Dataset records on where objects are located
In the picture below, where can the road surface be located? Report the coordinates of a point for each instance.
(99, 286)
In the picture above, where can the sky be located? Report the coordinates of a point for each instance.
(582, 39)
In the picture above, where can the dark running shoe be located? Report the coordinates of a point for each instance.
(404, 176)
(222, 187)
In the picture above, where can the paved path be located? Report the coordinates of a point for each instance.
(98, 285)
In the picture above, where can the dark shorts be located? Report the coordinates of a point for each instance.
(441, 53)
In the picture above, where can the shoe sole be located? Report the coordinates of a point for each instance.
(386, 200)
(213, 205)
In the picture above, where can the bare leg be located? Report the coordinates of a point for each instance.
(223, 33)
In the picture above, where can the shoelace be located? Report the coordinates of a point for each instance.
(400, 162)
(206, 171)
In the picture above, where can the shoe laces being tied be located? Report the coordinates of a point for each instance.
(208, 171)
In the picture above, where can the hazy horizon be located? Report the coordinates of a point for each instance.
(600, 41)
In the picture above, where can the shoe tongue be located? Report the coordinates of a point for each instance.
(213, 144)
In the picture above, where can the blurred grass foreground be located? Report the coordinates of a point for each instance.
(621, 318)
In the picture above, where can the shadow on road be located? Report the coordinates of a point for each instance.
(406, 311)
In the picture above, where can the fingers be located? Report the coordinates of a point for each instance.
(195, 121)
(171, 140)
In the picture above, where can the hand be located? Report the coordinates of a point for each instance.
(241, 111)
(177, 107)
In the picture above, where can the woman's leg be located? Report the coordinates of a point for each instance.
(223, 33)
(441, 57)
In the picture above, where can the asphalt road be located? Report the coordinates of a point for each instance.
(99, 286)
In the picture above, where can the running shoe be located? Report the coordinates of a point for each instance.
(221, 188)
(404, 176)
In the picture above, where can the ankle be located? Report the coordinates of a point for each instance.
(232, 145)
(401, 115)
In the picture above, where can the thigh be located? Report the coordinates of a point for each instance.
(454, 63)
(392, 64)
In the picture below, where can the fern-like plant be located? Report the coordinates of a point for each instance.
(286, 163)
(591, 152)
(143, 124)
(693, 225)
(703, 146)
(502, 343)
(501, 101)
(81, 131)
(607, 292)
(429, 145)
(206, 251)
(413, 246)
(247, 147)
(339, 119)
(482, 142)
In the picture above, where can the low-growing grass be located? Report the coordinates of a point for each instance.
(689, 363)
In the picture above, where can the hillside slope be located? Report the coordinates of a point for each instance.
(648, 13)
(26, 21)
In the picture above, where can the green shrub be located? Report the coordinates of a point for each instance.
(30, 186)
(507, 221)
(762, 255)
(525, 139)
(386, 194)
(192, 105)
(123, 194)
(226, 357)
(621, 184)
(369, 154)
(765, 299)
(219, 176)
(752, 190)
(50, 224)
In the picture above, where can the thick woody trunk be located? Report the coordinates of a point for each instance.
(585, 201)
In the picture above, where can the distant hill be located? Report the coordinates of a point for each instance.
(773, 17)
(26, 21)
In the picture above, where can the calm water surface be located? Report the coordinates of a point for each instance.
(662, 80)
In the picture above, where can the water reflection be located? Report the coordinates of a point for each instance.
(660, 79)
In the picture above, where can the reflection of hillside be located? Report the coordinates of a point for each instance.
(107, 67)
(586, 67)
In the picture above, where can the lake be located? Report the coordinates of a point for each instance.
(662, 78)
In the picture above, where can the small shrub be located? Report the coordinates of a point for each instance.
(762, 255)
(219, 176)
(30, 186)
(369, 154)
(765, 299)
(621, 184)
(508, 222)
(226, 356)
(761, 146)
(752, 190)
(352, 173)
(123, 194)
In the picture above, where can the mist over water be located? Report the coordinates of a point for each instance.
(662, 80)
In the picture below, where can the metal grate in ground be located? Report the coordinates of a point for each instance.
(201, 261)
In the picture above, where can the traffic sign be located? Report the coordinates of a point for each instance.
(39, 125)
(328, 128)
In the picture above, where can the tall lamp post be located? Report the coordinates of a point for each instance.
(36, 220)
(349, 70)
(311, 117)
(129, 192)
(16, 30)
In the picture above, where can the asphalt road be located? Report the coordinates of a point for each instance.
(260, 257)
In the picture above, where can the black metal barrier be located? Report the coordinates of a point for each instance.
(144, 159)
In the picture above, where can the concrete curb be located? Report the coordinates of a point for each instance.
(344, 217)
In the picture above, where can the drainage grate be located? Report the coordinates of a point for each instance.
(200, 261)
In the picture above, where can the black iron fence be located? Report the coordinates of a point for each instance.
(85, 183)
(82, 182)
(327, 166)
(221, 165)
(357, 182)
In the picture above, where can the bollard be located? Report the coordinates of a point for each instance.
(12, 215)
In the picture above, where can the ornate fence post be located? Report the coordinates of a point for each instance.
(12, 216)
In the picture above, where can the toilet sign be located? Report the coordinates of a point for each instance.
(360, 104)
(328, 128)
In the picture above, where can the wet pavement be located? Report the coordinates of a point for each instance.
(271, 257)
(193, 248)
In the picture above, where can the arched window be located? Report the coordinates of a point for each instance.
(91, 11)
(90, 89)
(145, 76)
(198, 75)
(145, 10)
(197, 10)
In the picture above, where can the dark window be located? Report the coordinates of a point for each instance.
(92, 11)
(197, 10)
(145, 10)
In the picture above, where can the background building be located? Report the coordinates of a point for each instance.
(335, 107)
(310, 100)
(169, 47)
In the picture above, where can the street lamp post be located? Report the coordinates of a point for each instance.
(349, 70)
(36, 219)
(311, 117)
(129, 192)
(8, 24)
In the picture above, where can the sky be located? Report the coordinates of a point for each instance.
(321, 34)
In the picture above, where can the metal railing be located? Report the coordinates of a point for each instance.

EXERCISE GOAL: Render the stretch of the records above, from the line that contains "In the picture above, where can the street" through the end of the records, as a JSON list of strings with one string per line and blank lines omitted.

THE RESPONSE:
[
  "In the picture above, where can the street lamp post be located? Report the coordinates of a point for each instance.",
  "(349, 70)",
  "(36, 219)",
  "(311, 117)",
  "(129, 192)",
  "(8, 24)",
  "In the picture above, where can the sky be located? Report the coordinates of a point for each instance.",
  "(321, 34)",
  "In the picture above, where can the metal railing be located? Report the coordinates of a point for each instance."
]